● **SELECTION**

>> Begin

# Sharkathon Roll Call



## PBD539 (May 4, 2010)

Only about 4 weeks left till the sunburns, chapped thighs, sore backs & hangovers begin!!! I have about a thousand things to get done before an early Thursday morning departure, but I am already geeking out!!!

So who all is planning on attending?

We are bringing the camper this year (for the wife & kidos), therefore, we will end up staking our claim somewhere between the 3-4mm. Be on the lookout for the Shoal Patrol Mobile & feel free to drop by, say hi & drink a cold one with us.

Good luck to everyone & have a safe trip!! Oh, and dont forget the spandex and lots & lots of powder!!!!

Shawn


----------



## Greatwhite (Mar 28, 2011)

PBD539 said:


> Only about 4 weeks left till the sunburns, chapped thighs, sore backs & hangovers begin!!! I have about a thousand things to get done before an early Thursday morning departure, but I am already geeking out!!!
> 
> So who all is planning on attending?
> 
> ...

>> End

● **INFORMATION GIVEN**
>> Begin

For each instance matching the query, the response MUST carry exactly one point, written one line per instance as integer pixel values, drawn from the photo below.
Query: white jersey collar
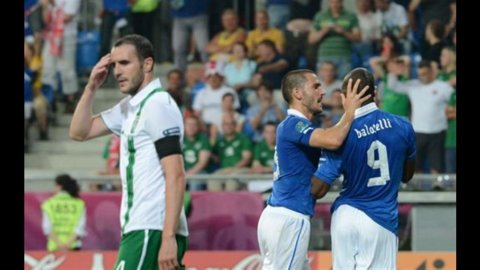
(135, 100)
(370, 107)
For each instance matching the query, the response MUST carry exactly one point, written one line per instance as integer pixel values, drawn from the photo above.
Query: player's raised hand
(167, 257)
(99, 73)
(352, 99)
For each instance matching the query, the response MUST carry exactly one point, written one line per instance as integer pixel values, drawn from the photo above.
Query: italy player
(284, 226)
(377, 155)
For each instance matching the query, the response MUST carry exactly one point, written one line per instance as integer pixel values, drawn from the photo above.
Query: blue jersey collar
(296, 113)
(370, 107)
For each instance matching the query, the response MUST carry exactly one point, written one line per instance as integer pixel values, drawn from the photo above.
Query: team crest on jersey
(171, 131)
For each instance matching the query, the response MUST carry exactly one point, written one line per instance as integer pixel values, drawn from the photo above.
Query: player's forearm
(174, 191)
(82, 119)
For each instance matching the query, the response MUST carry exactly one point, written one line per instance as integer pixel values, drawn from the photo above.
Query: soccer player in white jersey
(377, 155)
(284, 226)
(149, 122)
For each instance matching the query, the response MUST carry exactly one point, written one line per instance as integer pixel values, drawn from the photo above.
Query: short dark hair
(269, 43)
(228, 95)
(269, 123)
(142, 45)
(267, 86)
(438, 28)
(366, 78)
(294, 78)
(425, 64)
(68, 184)
(175, 70)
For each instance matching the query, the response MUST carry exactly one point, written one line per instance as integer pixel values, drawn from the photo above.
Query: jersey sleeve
(329, 167)
(162, 117)
(113, 117)
(299, 130)
(411, 139)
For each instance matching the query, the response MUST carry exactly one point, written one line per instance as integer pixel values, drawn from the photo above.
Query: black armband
(168, 146)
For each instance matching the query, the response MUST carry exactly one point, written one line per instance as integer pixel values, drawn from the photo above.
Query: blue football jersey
(294, 164)
(372, 161)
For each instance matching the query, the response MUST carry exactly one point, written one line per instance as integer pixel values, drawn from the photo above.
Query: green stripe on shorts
(139, 250)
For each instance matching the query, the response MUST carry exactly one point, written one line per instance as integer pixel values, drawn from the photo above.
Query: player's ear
(148, 65)
(297, 93)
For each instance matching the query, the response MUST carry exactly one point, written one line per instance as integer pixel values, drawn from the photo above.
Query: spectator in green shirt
(265, 150)
(196, 151)
(334, 30)
(233, 152)
(448, 73)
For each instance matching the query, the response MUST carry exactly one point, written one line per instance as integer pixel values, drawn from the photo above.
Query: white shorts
(358, 242)
(283, 237)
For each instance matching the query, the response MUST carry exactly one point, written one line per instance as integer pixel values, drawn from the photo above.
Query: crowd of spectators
(232, 101)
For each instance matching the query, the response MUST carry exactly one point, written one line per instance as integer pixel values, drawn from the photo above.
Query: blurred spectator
(443, 10)
(233, 152)
(33, 18)
(143, 17)
(333, 112)
(448, 73)
(264, 150)
(208, 102)
(429, 97)
(327, 74)
(271, 67)
(176, 88)
(60, 47)
(115, 14)
(391, 101)
(370, 27)
(266, 110)
(393, 18)
(303, 9)
(297, 50)
(64, 216)
(239, 73)
(264, 31)
(220, 47)
(28, 103)
(435, 42)
(196, 151)
(40, 102)
(335, 29)
(189, 16)
(111, 154)
(216, 128)
(279, 13)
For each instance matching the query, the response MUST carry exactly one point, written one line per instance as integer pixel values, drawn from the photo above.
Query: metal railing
(420, 182)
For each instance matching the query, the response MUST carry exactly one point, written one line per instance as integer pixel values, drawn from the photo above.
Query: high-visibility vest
(64, 212)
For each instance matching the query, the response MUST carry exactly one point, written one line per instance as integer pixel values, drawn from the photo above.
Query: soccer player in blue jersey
(284, 226)
(377, 155)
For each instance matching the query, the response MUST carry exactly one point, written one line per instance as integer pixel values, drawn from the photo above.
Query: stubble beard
(135, 84)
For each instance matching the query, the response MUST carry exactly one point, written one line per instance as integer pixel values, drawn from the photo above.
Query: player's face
(127, 68)
(312, 94)
(425, 75)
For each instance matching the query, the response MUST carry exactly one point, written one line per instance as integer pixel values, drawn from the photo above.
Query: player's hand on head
(99, 73)
(352, 99)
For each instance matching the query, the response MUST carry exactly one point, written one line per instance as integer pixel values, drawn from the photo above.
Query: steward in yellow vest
(64, 216)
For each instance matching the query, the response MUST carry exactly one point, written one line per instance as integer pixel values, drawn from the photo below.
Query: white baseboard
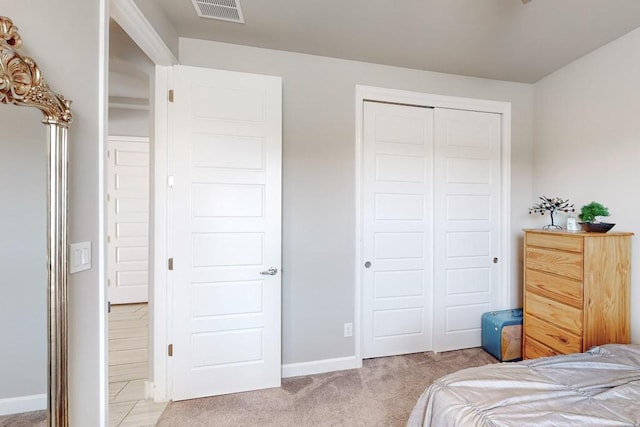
(320, 366)
(16, 405)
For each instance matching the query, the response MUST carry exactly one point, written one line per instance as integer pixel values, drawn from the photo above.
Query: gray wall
(319, 177)
(23, 258)
(587, 140)
(68, 50)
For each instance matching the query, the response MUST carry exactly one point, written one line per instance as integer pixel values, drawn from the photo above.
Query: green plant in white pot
(589, 214)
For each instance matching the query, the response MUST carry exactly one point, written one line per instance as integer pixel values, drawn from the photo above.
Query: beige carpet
(26, 419)
(382, 393)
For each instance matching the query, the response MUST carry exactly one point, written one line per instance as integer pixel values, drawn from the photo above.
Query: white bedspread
(598, 388)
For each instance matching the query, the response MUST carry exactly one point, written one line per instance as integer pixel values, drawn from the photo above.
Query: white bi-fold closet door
(431, 227)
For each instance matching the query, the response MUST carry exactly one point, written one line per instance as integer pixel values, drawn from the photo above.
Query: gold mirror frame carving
(21, 83)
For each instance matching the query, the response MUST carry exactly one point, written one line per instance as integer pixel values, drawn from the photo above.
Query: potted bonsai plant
(551, 205)
(589, 216)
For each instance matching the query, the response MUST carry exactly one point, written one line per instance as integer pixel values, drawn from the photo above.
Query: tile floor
(128, 368)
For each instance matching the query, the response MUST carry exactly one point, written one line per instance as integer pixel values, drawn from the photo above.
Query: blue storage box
(502, 334)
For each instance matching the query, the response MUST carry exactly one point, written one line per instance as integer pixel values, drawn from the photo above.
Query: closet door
(466, 224)
(397, 229)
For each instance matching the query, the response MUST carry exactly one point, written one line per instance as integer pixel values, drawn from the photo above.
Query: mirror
(22, 84)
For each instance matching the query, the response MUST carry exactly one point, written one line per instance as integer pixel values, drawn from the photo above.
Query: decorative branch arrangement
(551, 205)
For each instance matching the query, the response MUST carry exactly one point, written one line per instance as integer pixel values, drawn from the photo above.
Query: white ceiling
(497, 39)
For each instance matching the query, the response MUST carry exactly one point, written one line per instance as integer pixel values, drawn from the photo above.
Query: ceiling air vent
(225, 10)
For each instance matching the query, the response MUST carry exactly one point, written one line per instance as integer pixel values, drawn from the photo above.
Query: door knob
(270, 272)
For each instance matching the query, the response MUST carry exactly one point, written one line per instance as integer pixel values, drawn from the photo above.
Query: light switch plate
(79, 257)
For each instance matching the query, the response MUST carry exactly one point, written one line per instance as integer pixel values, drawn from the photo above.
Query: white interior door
(467, 192)
(397, 229)
(128, 219)
(225, 228)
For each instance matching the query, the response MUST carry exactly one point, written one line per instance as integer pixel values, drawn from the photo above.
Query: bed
(598, 388)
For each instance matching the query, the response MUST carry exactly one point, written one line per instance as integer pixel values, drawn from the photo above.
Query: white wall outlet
(348, 330)
(79, 257)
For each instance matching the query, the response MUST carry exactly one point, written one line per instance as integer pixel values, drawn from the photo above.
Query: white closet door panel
(128, 219)
(467, 224)
(397, 234)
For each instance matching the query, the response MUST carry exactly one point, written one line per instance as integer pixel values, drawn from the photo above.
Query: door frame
(396, 96)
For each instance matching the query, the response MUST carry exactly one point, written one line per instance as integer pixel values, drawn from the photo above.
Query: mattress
(598, 388)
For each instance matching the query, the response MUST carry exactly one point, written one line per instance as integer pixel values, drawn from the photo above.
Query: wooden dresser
(576, 292)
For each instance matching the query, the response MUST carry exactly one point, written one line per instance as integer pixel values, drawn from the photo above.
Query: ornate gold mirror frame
(21, 83)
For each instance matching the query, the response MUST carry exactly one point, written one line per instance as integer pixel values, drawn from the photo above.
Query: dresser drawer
(555, 338)
(534, 349)
(548, 240)
(566, 264)
(558, 314)
(567, 291)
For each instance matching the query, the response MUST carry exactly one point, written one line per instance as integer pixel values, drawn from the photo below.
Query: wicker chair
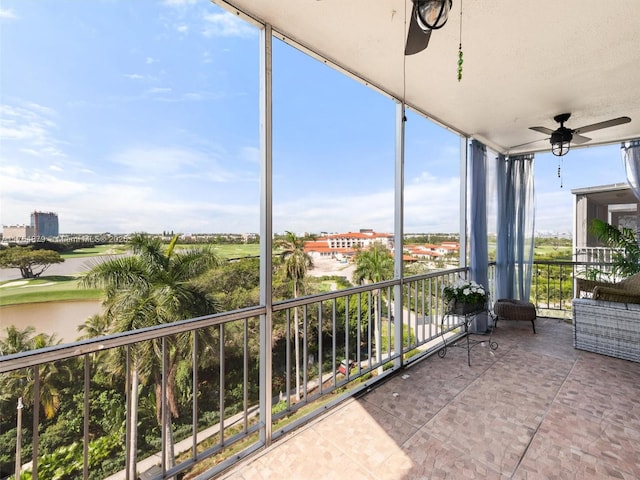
(625, 291)
(509, 309)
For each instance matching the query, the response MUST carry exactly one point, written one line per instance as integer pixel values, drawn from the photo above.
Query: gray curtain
(631, 158)
(478, 254)
(515, 229)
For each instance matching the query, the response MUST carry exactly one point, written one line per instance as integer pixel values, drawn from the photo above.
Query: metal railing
(325, 347)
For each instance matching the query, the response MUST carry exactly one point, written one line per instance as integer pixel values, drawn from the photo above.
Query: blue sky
(143, 116)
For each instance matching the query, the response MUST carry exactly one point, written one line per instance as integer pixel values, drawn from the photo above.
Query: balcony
(533, 408)
(399, 412)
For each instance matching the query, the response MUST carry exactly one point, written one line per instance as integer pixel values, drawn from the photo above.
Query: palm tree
(296, 263)
(20, 383)
(626, 257)
(153, 286)
(374, 265)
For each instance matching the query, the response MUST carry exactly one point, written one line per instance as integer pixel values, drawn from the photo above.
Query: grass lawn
(96, 251)
(45, 289)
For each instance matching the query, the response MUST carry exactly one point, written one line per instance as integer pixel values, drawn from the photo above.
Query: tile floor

>> End

● **PROBLEMS TO WORK ON**
(a) Based on the Sharkathon roll call thread, do these statements agree with it? (i) The poster plans to leave early on a Thursday morning. (ii) The poster is coming alone this year. (iii) The poster expects to stake a claim between the 3-4mm. For each, answer yes or no and quote the words that decide it.
(b) In the Sharkathon roll call thread, what does the poster tell readers to be on the lookout for?
(c) Carry on the Sharkathon roll call thread from the point where it stops.

● **RESULTS BY TASK**
(a)
(i) Yes: "before an early Thursday morning departure"
(ii) No: "We are bringing the camper this year (for the wife & kidos)"
(iii) Yes: "we will end up staking our claim somewhere between the 3-4mm"

(b) The Shoal Patrol Mobile.

(c)
what up shawn! ill be cruising around down there. Not fishing this year, decided to just sit it out one year and enjoy being worthless. Ill have to pull in and give yall a shout


----------



## waltmeda (Jul 9, 2013)

I'll be there. This is my first year and I can't wait!


----------



## justletmein (Feb 11, 2006)

I think the real question is, who's not going?


----------



## SaltwaterTom (Jun 23, 2013)

justletmein said:


> I think the real question is, who's not going?


Those of us (there were a bunch this year) that couldn't get through on the website before they sold outsad2sm


----------



## PBD539 (May 4, 2010)

Greatwhite said:


> what up shawn! ill be cruising around down there. Not fishing this year, decided to just sit it out one year and enjoy being worthless. Ill have to pull in and give yall a shout


Please do!




waltmeda said:


> I'll be there. This is my first year and I can't wait!


Its an absolute blast! Even if you don't catch a sizable fish, make sure to go to the weigh in on Sunday. There will be a ton of door & raffle prizes. Last year it took over 4 hours to do the give-always, this year being the 10th anniversary, it going to be even bigger.

And I'm not joking about the spandex & powder!!! 




SaltwaterTom said:


> Those of us (there were a bunch this year) that couldn't get through on the website before they sold out


They are going to look hard at the impact on the resource after this years tournament. If everything works out, they will be increasing the entries for next year.


----------



## waltmeda (Jul 9, 2013)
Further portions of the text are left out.